Riusciranno i nostri eroi (nell’intento di ammorbarci)? Ma senza ombra di dubbio sì! Senza alcuno sforzo. Lo avevano definito “il ritorno del grande varietà” su Raiuno.
Ed in effetti così è stato: una varietà di sfumature di noia per il programma che vede Max Giusti nell’infelice ruolo di mattatore, di “one man show” alla guida di uno spettacolo che ha il suo punto di forza in un solo, fondamentale assunto: la totale assenza di un’idea! Anzi no, un’idea c’è perché la dichiarano nei comunicati stampa ed è questa: un live show per premiare il talento ma anche i vizi degli italiani, raccontati e celebrati in ogni puntata dai tanti ospiti che affiancheranno il conduttore come veri e propri protagonisti, interpreti ognuno di un proprio ruolo. Non è bello essere assoluti, ma quando vedi una squadra coi controfiocchi, un “dream team” che va dal regista cinematografico prestato alla tv (ma perché?) Giovanni Veronesi, a ben 3 autori comici (Losito, Terenzi e Rinaldi) e una vecchia gloria come Ivano Balduini che mette in scena la puntata come quella di venerdì, cominci ad interrogarti sullo stato di salute della tv. Ti chiedi, “e ci voleva cotanto ingegno” per inanellare dei monologhi (neanche troppo esilaranti) e delle ospitate?
Pierfrancesco Favino che imita “Bombolo” è un’operazione finissima di recupero intellettuale del trash attraverso la citazione di un bravo caratterista o, per dirla con il ragionier Ugo Fantozzi, è “una cagata pazzesca”? Rocco Papaleo osannato come fosse un superospite di Sanremo è un esempio di comicità naif o fa ridere solo una stretta cerchia di suoi collaboratori e tutti gli altri si adeguano per non fare la parte di chi non ha capito la battuta? Il problema forse è alla base: nella volontà di riferirsi ad un pubblico di una certa età (il famoso pubblico della rete generalista per eccellenza) al quale è obbligatorio dare un prodotto che ricordi quei bei programmi di una volta, da “Studio Uno” a “Teatro 10” tornando indietro a “Un due tre” con Vianello e Tognazzi. Peccato che quei programmi non fossero vecchi nello spirito o rassicuranti nell’intento, peccato che quei programmi avessero una dirigenza marchiata a fuoco dalla Democrazia Cristiana che ti rompeva le palle anche solo se scoprivi una coscia ma chissà perché (forse perché non capivano i testi) faceva passare le gag che ancora oggi ci incantano se le rivediamo.
Anche oggi la dirigenza è molto attenta ma questi spettacoli e le loro gag (gag? quali gag?) non hanno un intento se non quello catastrofico di “intrattenere”. E il problema è proprio questo: nel significato delle parole. Oggi l’obiettivo è tenerti incollato su quella cacchio di sedia. Non importa se stai dormendo, non importa se sei svenuto dalla noia. L’importante è che stai lì. Il significato di intrattenere è preciso: “tenere tra, tenere a bada (da cosa poi? Mistero che andrebbe approfondito) indugiare, ritardare, ma soprattutto ritenere presso di sé”.

* **Estratti dei record**
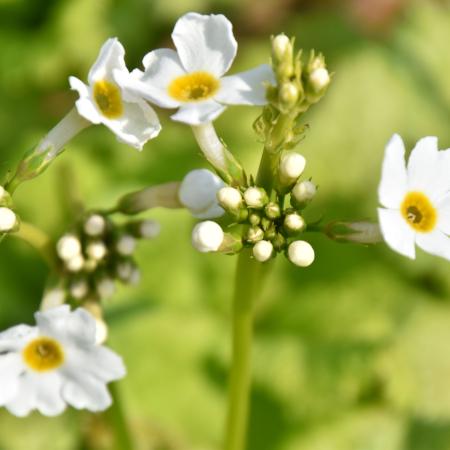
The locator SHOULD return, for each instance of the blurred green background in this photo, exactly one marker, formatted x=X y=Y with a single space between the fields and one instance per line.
x=352 y=353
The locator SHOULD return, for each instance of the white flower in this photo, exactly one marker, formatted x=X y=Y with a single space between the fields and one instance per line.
x=104 y=101
x=56 y=363
x=416 y=198
x=198 y=193
x=191 y=78
x=207 y=236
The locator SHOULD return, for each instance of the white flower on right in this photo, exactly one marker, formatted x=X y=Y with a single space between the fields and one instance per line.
x=191 y=78
x=415 y=198
x=104 y=101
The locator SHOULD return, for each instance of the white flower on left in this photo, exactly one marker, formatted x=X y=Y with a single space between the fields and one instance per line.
x=56 y=363
x=191 y=78
x=416 y=198
x=104 y=101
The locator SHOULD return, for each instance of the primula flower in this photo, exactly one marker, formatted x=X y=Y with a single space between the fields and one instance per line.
x=56 y=363
x=191 y=78
x=104 y=101
x=416 y=198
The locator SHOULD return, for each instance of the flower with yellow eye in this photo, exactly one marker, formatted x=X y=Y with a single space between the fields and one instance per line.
x=191 y=78
x=416 y=198
x=56 y=363
x=104 y=101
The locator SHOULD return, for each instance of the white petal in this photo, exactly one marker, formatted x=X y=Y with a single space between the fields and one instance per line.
x=198 y=113
x=86 y=392
x=161 y=68
x=111 y=56
x=205 y=42
x=428 y=169
x=246 y=88
x=396 y=232
x=11 y=367
x=136 y=126
x=393 y=184
x=435 y=243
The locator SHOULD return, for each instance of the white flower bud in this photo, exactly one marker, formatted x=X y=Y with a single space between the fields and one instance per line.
x=75 y=264
x=262 y=251
x=292 y=166
x=8 y=220
x=106 y=287
x=301 y=253
x=319 y=79
x=294 y=222
x=96 y=250
x=68 y=247
x=255 y=197
x=95 y=225
x=304 y=191
x=207 y=236
x=230 y=198
x=198 y=192
x=126 y=245
x=149 y=229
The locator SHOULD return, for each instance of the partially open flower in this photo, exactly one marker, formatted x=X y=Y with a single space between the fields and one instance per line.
x=56 y=363
x=191 y=78
x=416 y=198
x=104 y=101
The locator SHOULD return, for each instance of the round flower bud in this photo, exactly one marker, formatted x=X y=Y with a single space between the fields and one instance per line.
x=319 y=79
x=198 y=192
x=262 y=251
x=255 y=197
x=291 y=166
x=96 y=250
x=68 y=247
x=207 y=236
x=304 y=192
x=8 y=220
x=230 y=198
x=301 y=253
x=95 y=225
x=126 y=245
x=294 y=223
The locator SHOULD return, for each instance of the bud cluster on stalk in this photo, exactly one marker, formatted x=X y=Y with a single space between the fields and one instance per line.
x=99 y=252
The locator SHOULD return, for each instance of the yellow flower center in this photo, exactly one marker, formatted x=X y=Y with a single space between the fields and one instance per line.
x=194 y=87
x=108 y=99
x=43 y=353
x=419 y=212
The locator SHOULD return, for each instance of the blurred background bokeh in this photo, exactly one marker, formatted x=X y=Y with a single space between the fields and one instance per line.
x=352 y=353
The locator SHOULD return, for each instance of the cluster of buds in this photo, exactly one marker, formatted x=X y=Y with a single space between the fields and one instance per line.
x=265 y=224
x=99 y=252
x=8 y=219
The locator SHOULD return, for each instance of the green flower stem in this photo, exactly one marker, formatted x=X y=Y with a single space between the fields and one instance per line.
x=39 y=240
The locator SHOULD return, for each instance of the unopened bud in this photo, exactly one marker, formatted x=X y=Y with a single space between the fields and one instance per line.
x=68 y=247
x=294 y=223
x=301 y=253
x=95 y=225
x=207 y=236
x=262 y=251
x=303 y=193
x=8 y=219
x=256 y=197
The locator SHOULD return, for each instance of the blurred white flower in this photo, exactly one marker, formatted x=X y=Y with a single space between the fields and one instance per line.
x=415 y=198
x=198 y=193
x=191 y=78
x=104 y=101
x=56 y=363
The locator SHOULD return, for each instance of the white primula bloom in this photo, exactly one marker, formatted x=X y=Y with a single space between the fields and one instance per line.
x=191 y=78
x=415 y=198
x=198 y=192
x=56 y=363
x=104 y=101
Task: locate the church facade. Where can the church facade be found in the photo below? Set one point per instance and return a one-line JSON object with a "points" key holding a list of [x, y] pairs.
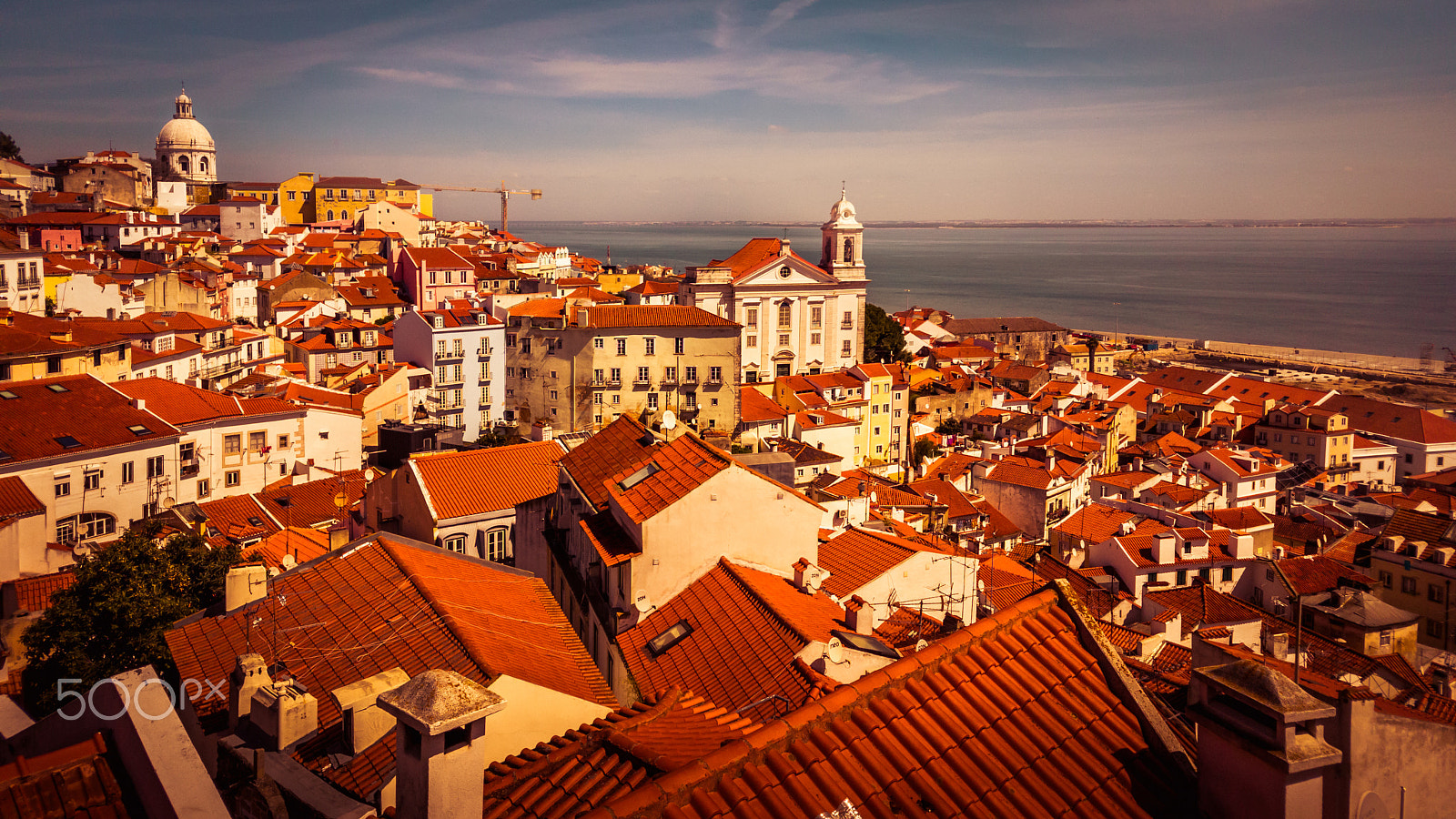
{"points": [[797, 318], [187, 152]]}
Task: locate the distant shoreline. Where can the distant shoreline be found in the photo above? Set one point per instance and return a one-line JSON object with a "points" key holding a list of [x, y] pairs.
{"points": [[986, 223]]}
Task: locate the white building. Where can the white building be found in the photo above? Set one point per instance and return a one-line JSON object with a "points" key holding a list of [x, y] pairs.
{"points": [[797, 317], [465, 349]]}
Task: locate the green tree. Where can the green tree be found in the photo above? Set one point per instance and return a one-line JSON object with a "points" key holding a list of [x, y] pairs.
{"points": [[9, 149], [116, 615], [885, 337]]}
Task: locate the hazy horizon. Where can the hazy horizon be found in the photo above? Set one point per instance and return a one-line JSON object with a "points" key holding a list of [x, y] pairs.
{"points": [[1047, 109]]}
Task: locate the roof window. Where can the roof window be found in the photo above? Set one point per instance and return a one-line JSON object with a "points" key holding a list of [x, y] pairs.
{"points": [[673, 636]]}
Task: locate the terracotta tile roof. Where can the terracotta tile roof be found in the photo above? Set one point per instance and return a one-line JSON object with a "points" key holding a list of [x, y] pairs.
{"points": [[1094, 523], [385, 602], [487, 480], [1008, 717], [652, 315], [756, 407], [597, 763], [856, 557], [612, 544], [747, 627], [75, 782], [16, 500], [1317, 573], [621, 445], [313, 503], [34, 593], [85, 410], [674, 470]]}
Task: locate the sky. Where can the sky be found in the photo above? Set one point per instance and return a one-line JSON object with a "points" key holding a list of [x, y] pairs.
{"points": [[761, 111]]}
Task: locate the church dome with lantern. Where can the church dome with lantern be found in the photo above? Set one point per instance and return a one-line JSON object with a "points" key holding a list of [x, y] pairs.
{"points": [[186, 147]]}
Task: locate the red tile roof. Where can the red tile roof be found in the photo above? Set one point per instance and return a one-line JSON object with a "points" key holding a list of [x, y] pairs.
{"points": [[487, 480], [856, 557], [681, 467], [571, 774], [621, 445], [747, 629], [86, 410], [1009, 717], [385, 602]]}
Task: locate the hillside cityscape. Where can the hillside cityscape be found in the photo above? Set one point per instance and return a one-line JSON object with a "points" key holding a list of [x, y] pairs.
{"points": [[822, 411]]}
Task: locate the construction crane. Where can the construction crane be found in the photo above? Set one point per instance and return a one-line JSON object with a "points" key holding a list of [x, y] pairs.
{"points": [[506, 193]]}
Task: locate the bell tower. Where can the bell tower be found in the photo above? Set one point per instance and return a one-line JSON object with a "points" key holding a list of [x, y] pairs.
{"points": [[844, 254]]}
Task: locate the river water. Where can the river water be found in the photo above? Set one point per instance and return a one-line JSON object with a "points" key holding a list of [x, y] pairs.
{"points": [[1382, 290]]}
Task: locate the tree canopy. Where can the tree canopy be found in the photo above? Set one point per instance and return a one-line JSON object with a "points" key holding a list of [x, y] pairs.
{"points": [[885, 337], [9, 149], [116, 615]]}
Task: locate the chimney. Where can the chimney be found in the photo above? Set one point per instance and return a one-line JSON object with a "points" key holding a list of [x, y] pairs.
{"points": [[859, 615], [1165, 548], [245, 584], [249, 673], [284, 712], [364, 722], [441, 749]]}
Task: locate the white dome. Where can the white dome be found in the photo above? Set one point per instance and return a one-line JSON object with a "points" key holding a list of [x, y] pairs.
{"points": [[184, 135]]}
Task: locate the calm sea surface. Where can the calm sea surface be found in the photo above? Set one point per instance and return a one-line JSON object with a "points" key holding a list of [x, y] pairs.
{"points": [[1383, 290]]}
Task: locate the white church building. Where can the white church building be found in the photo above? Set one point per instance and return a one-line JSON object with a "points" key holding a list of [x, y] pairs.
{"points": [[797, 317]]}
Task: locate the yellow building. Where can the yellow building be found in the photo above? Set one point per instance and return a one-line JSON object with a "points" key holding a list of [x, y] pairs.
{"points": [[36, 347]]}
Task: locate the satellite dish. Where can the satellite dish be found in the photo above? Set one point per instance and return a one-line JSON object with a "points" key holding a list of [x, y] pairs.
{"points": [[834, 652]]}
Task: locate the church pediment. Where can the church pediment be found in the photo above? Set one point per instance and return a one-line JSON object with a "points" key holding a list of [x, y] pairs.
{"points": [[785, 271]]}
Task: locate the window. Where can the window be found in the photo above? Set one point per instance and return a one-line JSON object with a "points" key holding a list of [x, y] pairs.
{"points": [[85, 526], [495, 544]]}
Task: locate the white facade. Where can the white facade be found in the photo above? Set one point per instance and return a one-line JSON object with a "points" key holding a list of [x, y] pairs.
{"points": [[797, 317], [465, 350]]}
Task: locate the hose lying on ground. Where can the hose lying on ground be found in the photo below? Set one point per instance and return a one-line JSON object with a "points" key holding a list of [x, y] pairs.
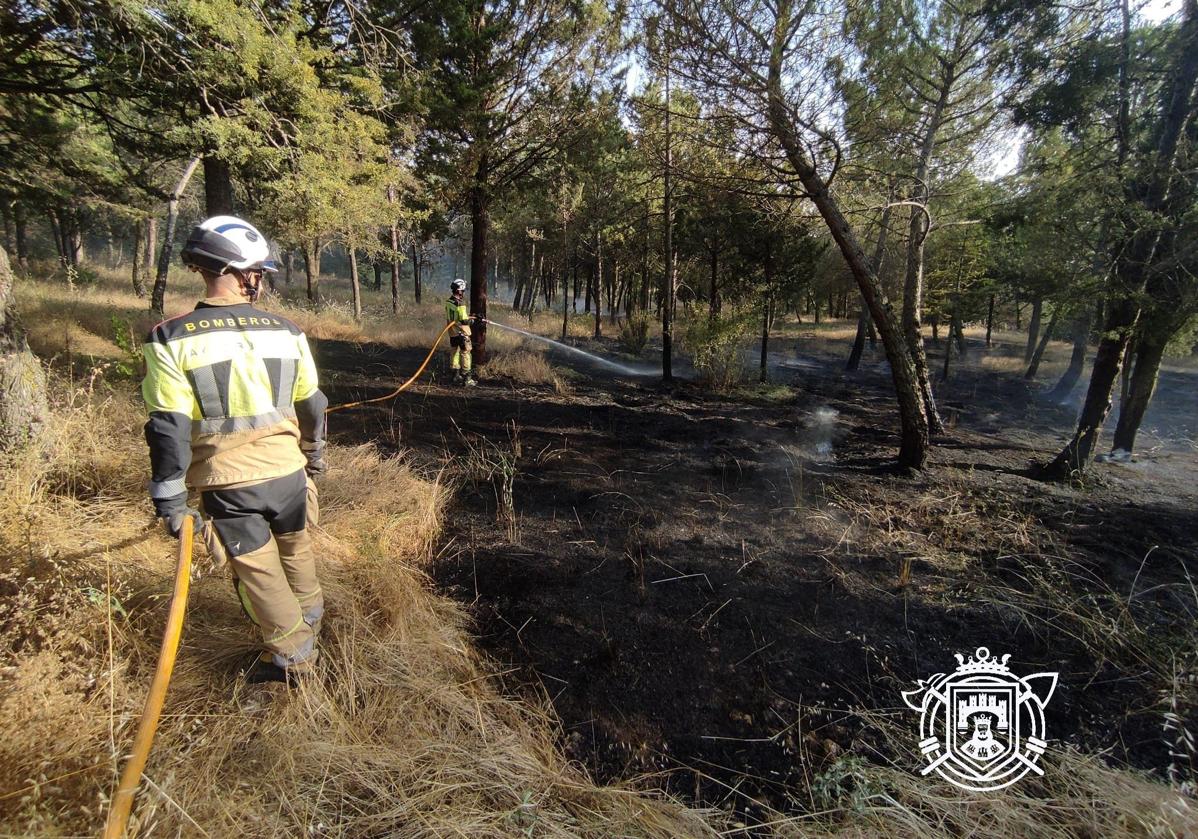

* **Compito da svolgere**
Quali sono i tre autori comici nominati nel brano? I record sono tratti da una fonte diversa.

* **Soluzione**
Losito, Terenzi e Rinaldi.